▼▼▼
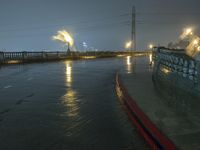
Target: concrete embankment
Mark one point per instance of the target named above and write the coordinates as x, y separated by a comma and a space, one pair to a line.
147, 129
148, 107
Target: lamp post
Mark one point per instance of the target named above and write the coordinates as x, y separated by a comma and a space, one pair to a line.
128, 45
68, 47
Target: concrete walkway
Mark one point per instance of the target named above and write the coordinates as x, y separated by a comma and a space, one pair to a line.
183, 128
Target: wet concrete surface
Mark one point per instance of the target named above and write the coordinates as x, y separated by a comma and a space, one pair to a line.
64, 105
181, 123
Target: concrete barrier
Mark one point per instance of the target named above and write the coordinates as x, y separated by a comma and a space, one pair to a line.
156, 139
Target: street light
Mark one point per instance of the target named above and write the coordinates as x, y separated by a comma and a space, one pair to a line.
65, 37
151, 46
128, 45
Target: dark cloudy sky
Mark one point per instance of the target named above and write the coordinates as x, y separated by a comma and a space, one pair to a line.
102, 24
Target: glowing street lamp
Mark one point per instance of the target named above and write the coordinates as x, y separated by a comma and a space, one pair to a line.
151, 46
128, 45
65, 37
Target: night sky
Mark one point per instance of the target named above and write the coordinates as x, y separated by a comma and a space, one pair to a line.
102, 24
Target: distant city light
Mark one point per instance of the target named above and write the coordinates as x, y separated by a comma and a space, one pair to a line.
128, 45
187, 32
195, 42
65, 37
151, 46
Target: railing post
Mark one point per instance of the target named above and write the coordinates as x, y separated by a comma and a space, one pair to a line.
24, 56
1, 57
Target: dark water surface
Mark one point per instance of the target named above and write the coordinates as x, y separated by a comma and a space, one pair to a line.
64, 106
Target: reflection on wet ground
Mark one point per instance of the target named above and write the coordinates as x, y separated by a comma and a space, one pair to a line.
64, 105
176, 113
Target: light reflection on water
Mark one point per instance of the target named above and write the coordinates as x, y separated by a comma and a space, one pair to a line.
129, 64
70, 97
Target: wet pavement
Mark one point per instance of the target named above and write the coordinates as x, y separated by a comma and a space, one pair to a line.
177, 117
64, 105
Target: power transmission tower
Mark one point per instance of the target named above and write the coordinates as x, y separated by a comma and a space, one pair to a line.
133, 29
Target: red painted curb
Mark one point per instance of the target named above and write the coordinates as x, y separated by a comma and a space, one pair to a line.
155, 138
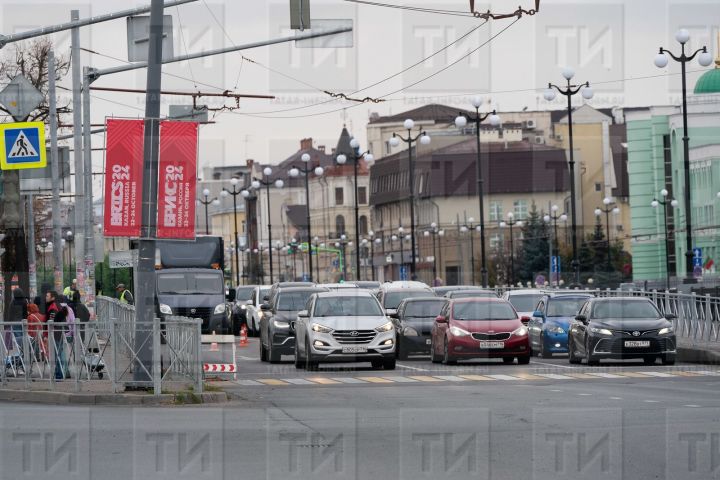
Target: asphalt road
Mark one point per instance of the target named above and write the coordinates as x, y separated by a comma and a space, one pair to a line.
484, 420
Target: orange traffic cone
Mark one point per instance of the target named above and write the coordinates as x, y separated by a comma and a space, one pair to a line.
214, 346
243, 337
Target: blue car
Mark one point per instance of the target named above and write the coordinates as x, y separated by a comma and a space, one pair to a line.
548, 327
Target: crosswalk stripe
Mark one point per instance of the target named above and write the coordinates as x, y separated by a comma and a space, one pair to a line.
376, 379
450, 378
272, 381
323, 381
425, 378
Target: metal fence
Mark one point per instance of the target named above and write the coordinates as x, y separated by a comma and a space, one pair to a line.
114, 349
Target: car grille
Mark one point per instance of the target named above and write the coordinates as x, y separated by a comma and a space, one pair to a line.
354, 337
491, 336
617, 346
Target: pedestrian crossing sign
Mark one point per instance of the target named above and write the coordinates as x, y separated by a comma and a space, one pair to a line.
23, 145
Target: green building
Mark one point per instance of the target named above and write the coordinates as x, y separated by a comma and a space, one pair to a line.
655, 162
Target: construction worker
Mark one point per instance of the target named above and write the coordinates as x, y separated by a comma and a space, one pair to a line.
124, 295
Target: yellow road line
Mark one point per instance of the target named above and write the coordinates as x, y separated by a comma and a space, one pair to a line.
375, 379
271, 381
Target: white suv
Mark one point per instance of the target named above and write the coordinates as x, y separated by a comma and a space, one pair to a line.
344, 326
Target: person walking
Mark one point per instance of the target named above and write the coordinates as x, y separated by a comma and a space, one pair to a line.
124, 295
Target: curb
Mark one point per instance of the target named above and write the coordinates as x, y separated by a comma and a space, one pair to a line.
63, 398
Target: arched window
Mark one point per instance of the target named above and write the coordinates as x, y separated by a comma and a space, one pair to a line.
363, 225
339, 225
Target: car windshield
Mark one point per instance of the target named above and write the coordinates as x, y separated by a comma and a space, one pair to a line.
244, 293
624, 310
190, 283
427, 308
347, 307
564, 307
483, 311
293, 301
525, 302
393, 299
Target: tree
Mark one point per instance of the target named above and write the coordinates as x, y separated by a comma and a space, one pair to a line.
31, 61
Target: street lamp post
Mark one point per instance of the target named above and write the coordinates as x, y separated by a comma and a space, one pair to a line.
477, 119
206, 201
673, 203
587, 94
369, 160
661, 61
305, 170
554, 217
424, 139
511, 222
608, 207
234, 192
469, 227
266, 182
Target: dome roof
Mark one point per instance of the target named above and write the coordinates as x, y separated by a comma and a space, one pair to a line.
709, 82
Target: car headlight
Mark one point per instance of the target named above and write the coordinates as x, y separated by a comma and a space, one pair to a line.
385, 327
520, 332
316, 327
410, 332
459, 332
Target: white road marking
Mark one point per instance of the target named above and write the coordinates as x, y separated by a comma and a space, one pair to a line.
551, 364
413, 368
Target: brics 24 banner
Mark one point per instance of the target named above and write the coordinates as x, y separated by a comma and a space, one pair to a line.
177, 178
123, 177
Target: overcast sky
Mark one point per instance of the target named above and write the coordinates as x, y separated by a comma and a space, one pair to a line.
606, 41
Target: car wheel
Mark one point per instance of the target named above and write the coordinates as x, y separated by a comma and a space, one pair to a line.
524, 360
589, 358
273, 356
434, 358
572, 355
447, 358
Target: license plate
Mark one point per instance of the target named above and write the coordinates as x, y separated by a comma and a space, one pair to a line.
354, 349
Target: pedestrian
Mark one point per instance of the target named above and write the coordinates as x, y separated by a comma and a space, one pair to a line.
70, 289
82, 314
124, 295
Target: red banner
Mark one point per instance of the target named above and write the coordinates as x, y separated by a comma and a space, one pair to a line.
177, 177
123, 177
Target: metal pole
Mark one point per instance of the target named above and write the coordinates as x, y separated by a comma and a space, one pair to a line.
145, 290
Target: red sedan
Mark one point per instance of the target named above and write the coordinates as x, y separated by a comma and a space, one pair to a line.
479, 328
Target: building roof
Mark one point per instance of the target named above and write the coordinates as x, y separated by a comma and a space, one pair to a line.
435, 112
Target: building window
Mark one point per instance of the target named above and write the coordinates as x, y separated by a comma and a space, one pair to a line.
363, 225
520, 209
495, 211
362, 195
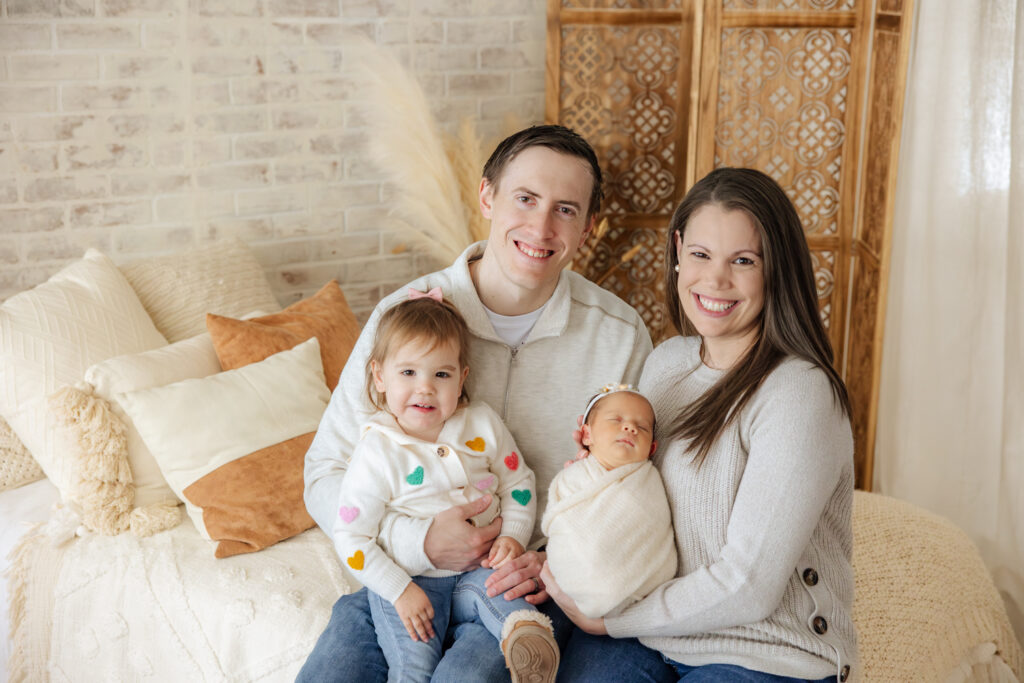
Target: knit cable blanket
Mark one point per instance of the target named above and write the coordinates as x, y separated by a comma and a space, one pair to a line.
925, 605
163, 608
609, 534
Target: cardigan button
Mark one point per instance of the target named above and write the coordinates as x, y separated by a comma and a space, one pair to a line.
810, 577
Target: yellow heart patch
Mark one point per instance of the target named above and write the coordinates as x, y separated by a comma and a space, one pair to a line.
355, 561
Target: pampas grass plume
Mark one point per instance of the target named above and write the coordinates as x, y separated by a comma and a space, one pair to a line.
406, 143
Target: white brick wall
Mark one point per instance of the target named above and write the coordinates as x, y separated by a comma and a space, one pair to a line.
145, 126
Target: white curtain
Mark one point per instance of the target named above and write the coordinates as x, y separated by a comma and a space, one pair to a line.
950, 432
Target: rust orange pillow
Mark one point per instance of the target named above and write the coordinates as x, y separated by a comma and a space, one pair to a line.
325, 315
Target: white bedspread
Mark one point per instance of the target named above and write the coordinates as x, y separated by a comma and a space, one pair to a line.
163, 608
19, 509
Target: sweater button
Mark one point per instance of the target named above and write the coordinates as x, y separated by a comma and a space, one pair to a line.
810, 577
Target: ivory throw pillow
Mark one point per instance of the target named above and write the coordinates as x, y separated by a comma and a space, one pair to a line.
188, 358
180, 289
17, 467
49, 335
325, 315
231, 444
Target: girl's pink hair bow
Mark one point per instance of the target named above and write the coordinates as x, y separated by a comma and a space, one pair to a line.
434, 294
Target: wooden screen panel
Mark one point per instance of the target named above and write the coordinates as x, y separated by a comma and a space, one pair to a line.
870, 248
790, 5
782, 104
771, 84
622, 78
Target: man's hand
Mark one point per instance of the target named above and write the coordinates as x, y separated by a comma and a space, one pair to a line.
519, 578
456, 545
506, 548
595, 627
416, 612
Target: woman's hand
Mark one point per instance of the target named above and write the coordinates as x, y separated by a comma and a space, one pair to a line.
504, 549
416, 612
518, 578
595, 627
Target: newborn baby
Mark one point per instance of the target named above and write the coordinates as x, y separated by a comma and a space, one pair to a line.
607, 521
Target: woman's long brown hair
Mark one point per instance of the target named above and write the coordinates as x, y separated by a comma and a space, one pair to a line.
790, 324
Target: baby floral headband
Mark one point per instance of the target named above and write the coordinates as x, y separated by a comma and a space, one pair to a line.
607, 390
434, 294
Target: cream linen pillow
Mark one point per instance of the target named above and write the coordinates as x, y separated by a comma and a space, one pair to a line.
179, 290
49, 335
17, 467
188, 358
231, 444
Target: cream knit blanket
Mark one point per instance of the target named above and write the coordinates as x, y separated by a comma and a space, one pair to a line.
609, 534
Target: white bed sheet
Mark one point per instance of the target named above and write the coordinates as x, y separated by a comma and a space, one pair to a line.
19, 509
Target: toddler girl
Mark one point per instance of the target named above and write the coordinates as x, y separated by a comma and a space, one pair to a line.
425, 450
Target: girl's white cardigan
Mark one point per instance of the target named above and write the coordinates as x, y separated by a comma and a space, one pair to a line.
473, 455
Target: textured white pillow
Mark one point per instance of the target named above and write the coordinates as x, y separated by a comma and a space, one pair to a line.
188, 358
49, 335
179, 290
17, 467
195, 426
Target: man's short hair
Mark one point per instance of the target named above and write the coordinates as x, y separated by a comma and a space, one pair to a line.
559, 138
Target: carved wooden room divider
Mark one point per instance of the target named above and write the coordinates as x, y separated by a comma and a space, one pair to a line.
809, 91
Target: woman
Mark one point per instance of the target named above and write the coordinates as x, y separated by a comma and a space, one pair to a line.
757, 462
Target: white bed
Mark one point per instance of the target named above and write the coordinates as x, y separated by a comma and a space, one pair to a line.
19, 510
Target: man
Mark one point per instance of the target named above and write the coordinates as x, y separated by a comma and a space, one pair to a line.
544, 339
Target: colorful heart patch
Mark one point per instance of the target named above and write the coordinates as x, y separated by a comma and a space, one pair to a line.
521, 496
416, 476
355, 561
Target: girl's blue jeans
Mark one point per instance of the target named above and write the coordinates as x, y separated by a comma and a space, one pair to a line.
458, 599
348, 649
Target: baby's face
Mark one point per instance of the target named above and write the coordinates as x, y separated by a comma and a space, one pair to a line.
621, 430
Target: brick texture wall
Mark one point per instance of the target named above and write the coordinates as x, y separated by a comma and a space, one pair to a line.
141, 127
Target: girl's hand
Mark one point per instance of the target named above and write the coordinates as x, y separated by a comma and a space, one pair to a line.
416, 611
595, 627
504, 549
519, 578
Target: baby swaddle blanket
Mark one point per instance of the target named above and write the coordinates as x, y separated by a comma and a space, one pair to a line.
609, 534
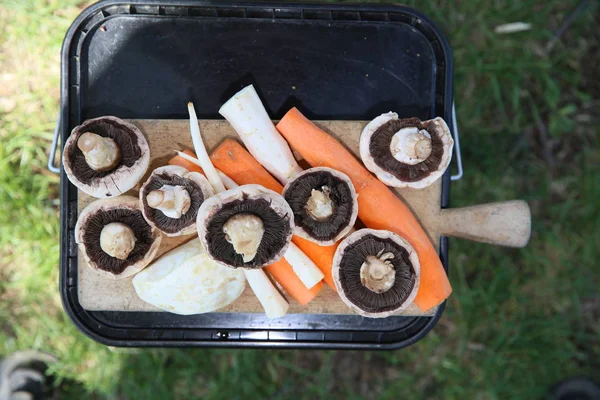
▲▲▲
- [Problem]:
Find each line in the entries above that contains the word "orange", and copy those lines out in full.

- [Response below]:
Target: orange traffic cone
Target: rust orange pillow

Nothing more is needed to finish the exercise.